* _ASSIGNMENT_:
Please continue the passage on exercise for physical and mental health, picking up after its final sentence.
===== EXCERPT
Working our bodies in only one particular way, such as only running or weight training, may cause imbalances in the body and lead to physical health problems such as muscle cramps, joint issues, and stress fractures. The secret probably lies in the importance of doing a variety of different forms of exercise and gradually introducing yourself to an exercise programme.


Aerobic exercises such as cycling and/or running will improve your cardiorespiratory health, which means that your heart muscle becomes stronger, and your body is better able to use oxygen as energy to power your muscles. Interval training, which involves short periods of rest followed by a short period of intensity has been shown to improve aerobic health. Strength exercises such as resistance or body weight exercises improve your muscle strength and support to evenly load your joints. Doing regular core stability exercises may prevent back pain, improve posture, and provide a foundation for all other forms of exercise and sport. Stretching improves your flexibility and mobility, which helps to reduce the risk of injury and muscle soreness. As a team we incorporate all aspects of exercise through prescribed gym programmes, exercise ward sessions and community football sports teams.


Q. Why is exercise important for recovery?


Imagine a pharmaceutical pill, which has no side-effects. This medication can be prescribed to prevent, manage and cure almost all mental and physical health conditions. It would be magic and too good to be true! Yet, exercise as prescribed medicine improves cardiorespiratory fitness, blood pressure, bone density, recruits anti-inflammatory myokines ( compounds released by our muscles) , improves musculoskeletal health and supports joint flexibility, to name a few physical health benefits of regular exercise and physical activity. Exercise can also be used to manage a variety of physical health conditions such as diabetes, asthma, arthritis and obesity, among others.


Exercise also improves and supports mental health! Exercise empowers patients to be actively involved in their care and treatment. It can help to create a daily schedule and routine, improve sleep hygiene, support day-to-day occupational functioning, and most importantly create meaningful social interactions. It can also help steer people away from negative behaviours such as abusing substances. Recently, researchers have highlighted that aerobic exercises including running or cycling release neurochemical transmitters such as dopamine and serotonin which are important neurochemicals affecting mental health. The role of our team is to support recovery and encourage patients to experience personal growth through regular exercise and physical activity.
==========
===== THE DATA
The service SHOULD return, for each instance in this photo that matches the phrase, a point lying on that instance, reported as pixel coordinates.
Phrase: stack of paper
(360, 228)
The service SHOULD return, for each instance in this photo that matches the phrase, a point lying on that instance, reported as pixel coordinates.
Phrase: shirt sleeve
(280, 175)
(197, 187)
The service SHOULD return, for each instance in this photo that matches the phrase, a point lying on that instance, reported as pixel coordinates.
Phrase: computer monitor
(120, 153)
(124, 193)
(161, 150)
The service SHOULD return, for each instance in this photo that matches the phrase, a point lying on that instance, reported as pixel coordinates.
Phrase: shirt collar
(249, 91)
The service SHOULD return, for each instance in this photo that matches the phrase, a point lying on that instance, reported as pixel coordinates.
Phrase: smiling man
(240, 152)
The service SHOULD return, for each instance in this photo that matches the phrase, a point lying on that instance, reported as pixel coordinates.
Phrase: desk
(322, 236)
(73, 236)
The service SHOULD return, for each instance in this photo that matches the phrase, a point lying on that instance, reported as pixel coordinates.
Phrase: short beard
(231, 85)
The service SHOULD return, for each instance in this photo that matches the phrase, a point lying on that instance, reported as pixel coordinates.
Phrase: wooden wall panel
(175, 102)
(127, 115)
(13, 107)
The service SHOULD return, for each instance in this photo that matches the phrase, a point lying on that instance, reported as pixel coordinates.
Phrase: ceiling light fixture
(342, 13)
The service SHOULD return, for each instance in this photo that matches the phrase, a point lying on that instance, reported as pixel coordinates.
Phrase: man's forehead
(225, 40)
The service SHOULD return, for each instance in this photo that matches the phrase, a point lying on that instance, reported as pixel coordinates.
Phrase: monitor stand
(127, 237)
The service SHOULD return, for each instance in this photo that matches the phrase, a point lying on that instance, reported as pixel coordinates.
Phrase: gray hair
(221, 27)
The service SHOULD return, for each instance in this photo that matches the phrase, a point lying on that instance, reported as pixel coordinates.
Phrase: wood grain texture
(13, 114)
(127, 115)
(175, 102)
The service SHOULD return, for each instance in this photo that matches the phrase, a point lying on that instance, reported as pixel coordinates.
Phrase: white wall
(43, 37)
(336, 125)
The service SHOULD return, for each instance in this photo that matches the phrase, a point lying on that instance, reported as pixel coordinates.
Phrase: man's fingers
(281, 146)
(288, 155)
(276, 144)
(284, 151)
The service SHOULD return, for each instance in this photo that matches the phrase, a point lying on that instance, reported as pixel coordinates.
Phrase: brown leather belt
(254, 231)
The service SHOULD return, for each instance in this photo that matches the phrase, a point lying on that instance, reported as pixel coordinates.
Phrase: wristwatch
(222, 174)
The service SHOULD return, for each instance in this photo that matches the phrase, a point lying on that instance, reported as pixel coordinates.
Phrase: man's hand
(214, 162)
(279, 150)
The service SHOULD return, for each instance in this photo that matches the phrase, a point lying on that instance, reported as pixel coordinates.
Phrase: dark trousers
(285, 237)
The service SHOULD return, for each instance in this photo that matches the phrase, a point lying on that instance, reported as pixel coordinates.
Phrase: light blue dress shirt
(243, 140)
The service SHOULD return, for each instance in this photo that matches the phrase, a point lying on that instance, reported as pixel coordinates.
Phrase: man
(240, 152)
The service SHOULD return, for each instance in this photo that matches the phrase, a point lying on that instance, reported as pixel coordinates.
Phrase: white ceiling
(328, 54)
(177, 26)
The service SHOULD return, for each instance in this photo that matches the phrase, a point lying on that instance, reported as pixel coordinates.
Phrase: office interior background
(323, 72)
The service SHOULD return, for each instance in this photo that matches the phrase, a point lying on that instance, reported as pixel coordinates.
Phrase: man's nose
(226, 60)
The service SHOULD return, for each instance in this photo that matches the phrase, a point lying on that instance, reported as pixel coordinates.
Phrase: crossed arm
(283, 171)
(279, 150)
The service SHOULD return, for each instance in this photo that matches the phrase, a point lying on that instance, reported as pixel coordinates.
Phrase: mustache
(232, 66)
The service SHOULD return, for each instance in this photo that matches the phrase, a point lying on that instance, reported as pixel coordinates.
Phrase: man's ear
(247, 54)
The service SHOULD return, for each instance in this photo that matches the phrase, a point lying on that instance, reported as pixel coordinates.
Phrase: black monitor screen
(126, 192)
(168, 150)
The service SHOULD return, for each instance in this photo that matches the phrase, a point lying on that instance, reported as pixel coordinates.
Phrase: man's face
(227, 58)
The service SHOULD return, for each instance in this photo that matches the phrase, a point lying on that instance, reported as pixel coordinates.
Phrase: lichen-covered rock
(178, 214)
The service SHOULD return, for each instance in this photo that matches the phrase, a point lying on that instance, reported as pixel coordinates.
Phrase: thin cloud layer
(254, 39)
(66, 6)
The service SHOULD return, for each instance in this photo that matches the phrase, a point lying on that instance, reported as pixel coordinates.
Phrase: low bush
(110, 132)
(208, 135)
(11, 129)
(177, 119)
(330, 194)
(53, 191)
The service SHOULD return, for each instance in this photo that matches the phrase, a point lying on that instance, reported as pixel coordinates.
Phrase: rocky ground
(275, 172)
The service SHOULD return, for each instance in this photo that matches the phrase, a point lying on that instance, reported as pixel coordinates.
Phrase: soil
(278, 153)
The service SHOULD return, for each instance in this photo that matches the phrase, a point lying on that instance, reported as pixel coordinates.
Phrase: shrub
==========
* _ANSWER SECTION_:
Q. Can you share a particularly memorable moment or patient interaction that has impacted you during your time here?


I always enjoy interacting with patients from different backgrounds, especially those with unique communication needs like our Deaf patients as it requires attention on showing positive body language. Our non-verbal communication accounts for 80% of our interaction with patients!


I remember supporting one of our Deaf patients with a tailored exercise programme. It was incredible to witness their progress, from embracing challenges in the gym to joining a rowing club post-discharge. It was also really rewarding to hear their feedback about how our communication had made them feel comfortable and understood. I’m proud of how well the team interacts and communicates with people from different backgrounds.


Q. What do you find most rewarding about being a clinical exercise therapist?


I find it rewarding being part of a team that collaborates closely and always has the best interests of our service users at heart. We all find it rewarding when patients feel confident to leave our care and exercise independently in the community.


Our journey with a service user often starts when they’re first admitted to psychiatric intensive care and continues all the way to the community, highlighting how we are involved at every stage of someone’s care. Seeing service users progress in their journey towards recovery is a rewarding part of our work. Due to our long-lasting therapeutic relationships, we often form trustful and open relationships with service users, which patients have highlighted is one of the most important parts of their recovery.